• About this exercise: Write every line of the material again exactly, with no pictures in the copy.

»»

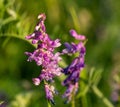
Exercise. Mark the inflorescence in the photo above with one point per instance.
(45, 56)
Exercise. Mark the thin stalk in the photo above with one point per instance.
(101, 96)
(48, 103)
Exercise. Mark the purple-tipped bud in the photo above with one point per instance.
(36, 81)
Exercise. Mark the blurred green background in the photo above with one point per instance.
(99, 20)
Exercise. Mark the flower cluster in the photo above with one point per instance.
(74, 69)
(44, 56)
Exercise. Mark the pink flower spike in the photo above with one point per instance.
(77, 36)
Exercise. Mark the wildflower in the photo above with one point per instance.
(74, 69)
(44, 56)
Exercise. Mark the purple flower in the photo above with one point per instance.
(50, 90)
(77, 36)
(74, 69)
(44, 56)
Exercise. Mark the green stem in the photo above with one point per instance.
(73, 101)
(101, 96)
(48, 103)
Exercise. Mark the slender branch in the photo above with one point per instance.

««

• Result of the exercise:
Exercise. Mark the inflorescence in the photo above with one point per instance.
(45, 56)
Exercise. Mark the thin stalk in the photo above with one point per instance.
(101, 96)
(48, 103)
Exercise. Mark the purple-tipped bud in the photo above with one point per instance.
(36, 81)
Exercise. Mark the blurred green background in the photo above with one point per instance.
(99, 20)
Exercise. Mark the flower cluster in the photo above with one point per instance.
(74, 69)
(44, 56)
Exercise. Mark the pink flower spike in the photo above with one point per instance.
(77, 36)
Exercise. Mark the wildflower in the photo above with one point per instance.
(74, 69)
(44, 56)
Exercise. Mark the purple flower in the photo above with one point per instance.
(50, 90)
(77, 36)
(74, 69)
(44, 56)
Exercise. Mark the green stem in the photo above with one point per instance.
(73, 101)
(101, 96)
(48, 103)
Exercise. Mark the slender branch in the photo above with one point per instance.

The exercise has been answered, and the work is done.